(Source information begins)

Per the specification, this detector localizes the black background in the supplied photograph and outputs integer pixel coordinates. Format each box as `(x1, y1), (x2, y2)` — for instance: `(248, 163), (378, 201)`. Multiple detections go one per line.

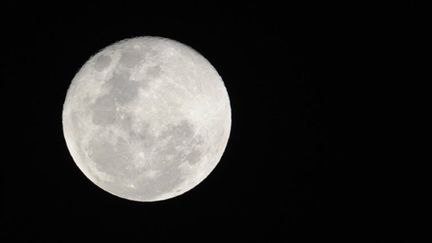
(1, 2), (357, 242)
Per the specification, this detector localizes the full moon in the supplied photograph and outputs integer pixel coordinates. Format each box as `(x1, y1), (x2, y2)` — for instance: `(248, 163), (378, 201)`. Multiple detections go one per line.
(62, 37), (231, 202)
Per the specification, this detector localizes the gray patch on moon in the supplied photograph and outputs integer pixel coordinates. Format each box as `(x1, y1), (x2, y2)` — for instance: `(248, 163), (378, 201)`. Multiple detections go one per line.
(94, 55), (112, 71)
(157, 120), (205, 166)
(119, 48), (144, 68)
(128, 121), (156, 148)
(124, 118), (205, 167)
(89, 68), (144, 127)
(184, 148), (203, 165)
(90, 95), (117, 125)
(87, 136), (133, 178)
(137, 65), (162, 89)
(108, 70), (140, 104)
(146, 65), (162, 78)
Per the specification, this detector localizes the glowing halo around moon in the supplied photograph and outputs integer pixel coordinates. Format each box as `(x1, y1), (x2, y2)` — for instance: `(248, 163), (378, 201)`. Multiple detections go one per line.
(62, 37), (231, 202)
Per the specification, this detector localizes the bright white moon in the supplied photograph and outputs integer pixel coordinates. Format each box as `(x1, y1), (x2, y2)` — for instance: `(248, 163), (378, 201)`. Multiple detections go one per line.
(62, 37), (231, 202)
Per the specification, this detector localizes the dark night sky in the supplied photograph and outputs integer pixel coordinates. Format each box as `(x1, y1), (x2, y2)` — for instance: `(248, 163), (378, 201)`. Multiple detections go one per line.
(0, 2), (362, 242)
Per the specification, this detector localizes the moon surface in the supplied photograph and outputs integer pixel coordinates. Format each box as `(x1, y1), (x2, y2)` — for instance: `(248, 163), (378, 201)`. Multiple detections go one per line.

(Source information ends)

Exercise description => Exclude all images and retype the data precisely.

Solution to the problem =>
Per the specification, this detector localizes the black background in the supplied photograph and outputs integer pixel coordinates. Format each box as `(x1, y1), (x2, y2)` — for instance: `(248, 163), (378, 201)`. Multiple detections go one per line.

(1, 2), (357, 242)
Per the specification, this detector localizes the full moon in the supplied photograph and outputs integer pixel coordinates. Format each box as `(x1, y1), (x2, y2)` — for instance: `(248, 163), (378, 201)`. Multiple detections go one per line.
(62, 37), (231, 202)
Per the specification, this detector localizes the gray patch on moon in the supplied photograph and outputs integer pixel coordinates. Format each box as `(x1, y1), (x2, y2)` — for instance: `(248, 163), (378, 201)`. Multiple detections go one per line.
(94, 55), (112, 71)
(157, 120), (205, 166)
(119, 48), (144, 68)
(128, 121), (156, 148)
(124, 118), (205, 167)
(89, 68), (144, 127)
(184, 148), (203, 165)
(90, 95), (117, 125)
(87, 136), (133, 178)
(137, 65), (162, 89)
(108, 70), (140, 104)
(146, 65), (162, 78)
Per the specification, this detector localizes the glowing halo around moon in the supplied photograph and outputs integer pixel coordinates. Format each box as `(x1, y1), (x2, y2)` — for instance: `(248, 163), (378, 201)`. Multiple detections go one per line.
(62, 37), (231, 202)
Per the specification, this detector localizes the bright white moon in the supplied photograph and outputs integer pixel coordinates. Format each box as `(x1, y1), (x2, y2)` — for instance: `(248, 163), (378, 201)`. Multiple detections go one per line.
(62, 37), (231, 202)
Per the specification, this detector localizes the dark night sky in the supplied photograph and outputs integer pixel coordinates. Format each box as `(x1, y1), (x2, y2)` — for instance: `(248, 163), (378, 201)`. Multiple detections go one per line.
(0, 2), (362, 242)
Per the specification, this detector localizes the moon surface in the supplied photograph and outputs integer pixel coordinates. Format each box as `(x1, y1), (x2, y2)` — for instance: `(248, 163), (378, 201)`. Multiple detections go one per line.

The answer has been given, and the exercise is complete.